ESCROW AGREEMENT
Exhibit 10.5
THIS
ESCROW AGREEMENT (this “Agreement”) dated June 10, 2008 made by and among GMS
Capital Corp. and Xxxxxx X. Emas Esq. (the “Escrow Agent”).
The
Company has filed a registration statement on Form S-1 with the Securities &
Exchange Commission pursuant to which it intends to conduct a public offering
(the “Offering”) of its shares of common stock.
The
completion of the Offering is subject to the Company receiving minimum aggregate
subscriptions for 500,000 shares of common stock in the capital of the Company
at a price of $0.20 (the “Minimum Offering”).

▶ _What to produce_:
Can you continue the escrow agreement above, starting right after the sentence that ends "(the “Minimum Offering”)."?

▶ _Listed entries_:
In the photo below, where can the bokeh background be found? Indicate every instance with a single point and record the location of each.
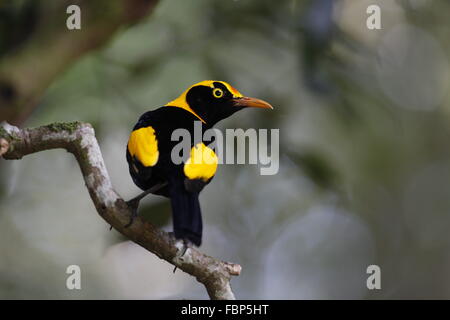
(364, 119)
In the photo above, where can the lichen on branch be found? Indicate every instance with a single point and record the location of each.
(79, 139)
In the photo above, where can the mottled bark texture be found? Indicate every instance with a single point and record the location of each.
(79, 139)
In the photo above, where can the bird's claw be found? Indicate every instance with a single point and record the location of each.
(133, 205)
(186, 245)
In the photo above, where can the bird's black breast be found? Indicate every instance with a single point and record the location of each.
(163, 121)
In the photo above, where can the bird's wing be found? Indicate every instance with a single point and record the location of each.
(200, 167)
(143, 146)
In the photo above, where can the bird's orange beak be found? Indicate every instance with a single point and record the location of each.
(247, 102)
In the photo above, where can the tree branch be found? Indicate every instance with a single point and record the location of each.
(79, 139)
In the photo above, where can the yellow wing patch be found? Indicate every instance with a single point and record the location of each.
(202, 163)
(144, 146)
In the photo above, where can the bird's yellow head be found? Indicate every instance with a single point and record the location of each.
(211, 101)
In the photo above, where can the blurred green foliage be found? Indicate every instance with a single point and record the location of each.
(364, 130)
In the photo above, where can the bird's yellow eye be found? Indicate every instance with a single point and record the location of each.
(217, 93)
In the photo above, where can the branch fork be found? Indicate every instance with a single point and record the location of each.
(79, 139)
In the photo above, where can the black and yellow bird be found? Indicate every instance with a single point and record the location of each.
(150, 147)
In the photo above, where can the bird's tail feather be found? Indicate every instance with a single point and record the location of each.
(186, 214)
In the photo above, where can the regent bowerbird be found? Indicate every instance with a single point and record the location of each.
(150, 146)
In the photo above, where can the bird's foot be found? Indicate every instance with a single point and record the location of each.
(186, 244)
(133, 204)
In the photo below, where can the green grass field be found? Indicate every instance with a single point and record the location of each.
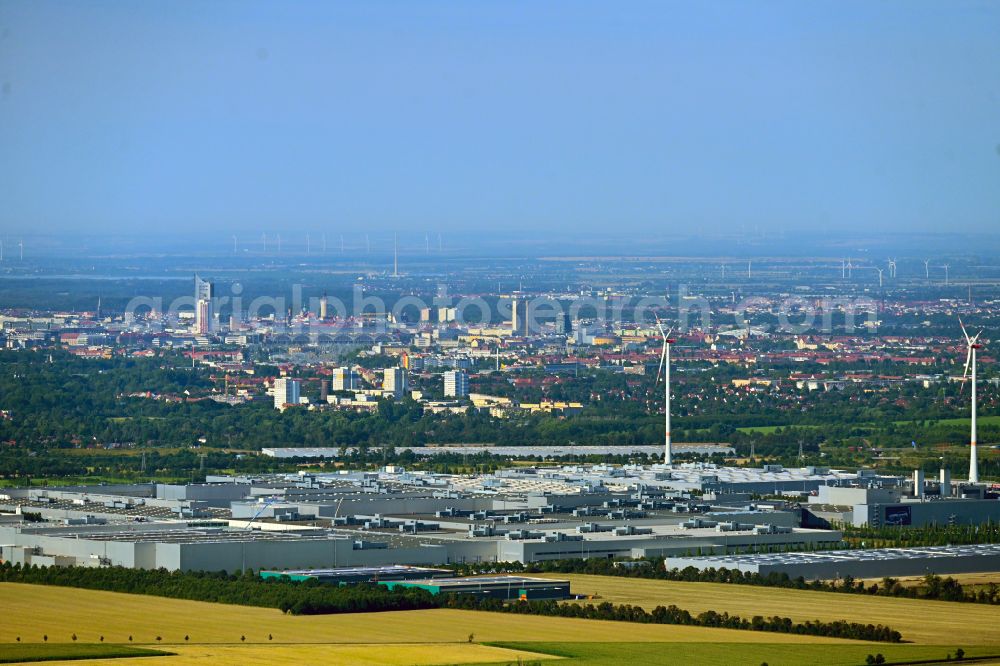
(197, 633)
(920, 621)
(726, 654)
(26, 652)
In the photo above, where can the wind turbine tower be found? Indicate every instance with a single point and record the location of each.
(970, 363)
(665, 370)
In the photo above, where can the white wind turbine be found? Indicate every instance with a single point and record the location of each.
(970, 364)
(665, 371)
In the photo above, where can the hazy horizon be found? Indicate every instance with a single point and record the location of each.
(583, 119)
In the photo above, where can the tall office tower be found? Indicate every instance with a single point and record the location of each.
(344, 379)
(519, 317)
(203, 312)
(286, 392)
(456, 384)
(394, 381)
(323, 303)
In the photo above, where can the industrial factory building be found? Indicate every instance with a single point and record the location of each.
(496, 587)
(874, 563)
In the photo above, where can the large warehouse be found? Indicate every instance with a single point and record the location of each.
(874, 563)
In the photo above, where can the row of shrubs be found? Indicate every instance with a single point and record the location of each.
(932, 587)
(314, 598)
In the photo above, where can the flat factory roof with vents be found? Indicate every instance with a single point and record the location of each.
(346, 575)
(873, 563)
(498, 587)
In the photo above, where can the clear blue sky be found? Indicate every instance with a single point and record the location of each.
(565, 116)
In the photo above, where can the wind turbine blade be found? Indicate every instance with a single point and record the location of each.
(663, 359)
(964, 332)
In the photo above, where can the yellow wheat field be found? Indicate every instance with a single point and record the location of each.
(33, 610)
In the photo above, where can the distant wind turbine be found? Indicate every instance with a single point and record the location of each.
(970, 364)
(665, 371)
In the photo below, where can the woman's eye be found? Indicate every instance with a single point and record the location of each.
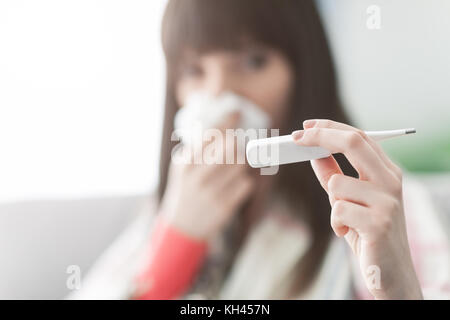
(255, 61)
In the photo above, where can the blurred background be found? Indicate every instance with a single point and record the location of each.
(81, 96)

▶ _Answer to this task_:
NOW,
THEREFORE, in consideration of the agreements and understandings contemplated in
the Stock Purchase Agreement, the parties hereto agree as follows:
1. Escrow
Deposit. Upon the Effective Date, the Company may accept subscriptions
for its shares of common stock from qualified investors. The Company
and the subscription agreement that it provides to prospective investors shall
instruct all subscribers (each a “Subscriber”) to make their checks, bank drafts
or money orders for the purchase of such shares payable to the Escrow Agent in
trust and to deliver such payment, along with an executed subscription agreement
to the Escrow Agent. The Escrow Agent shall deposit all subscription
funds received into a non-interest bearing attorney’s trust account in
accordance with the requirements of the Florida Bar.
2. Release
of Funds to Subscribers. If the Company does not complete the Minimum
Offering within 180 days from the Effective Date, the Escrow Agent shall
forthwith return each subscriber’s respective subscription funds.
3. Release
of Funds to Company. If the Company completes the Minimum
Offering within 180 days from the Effective Date and provides the Escrow Agent
with certificates representing the shares of common stock subscribed for by the
Subscribers, the Escrow Agent shall forthwith release the subscription funds to
the Company.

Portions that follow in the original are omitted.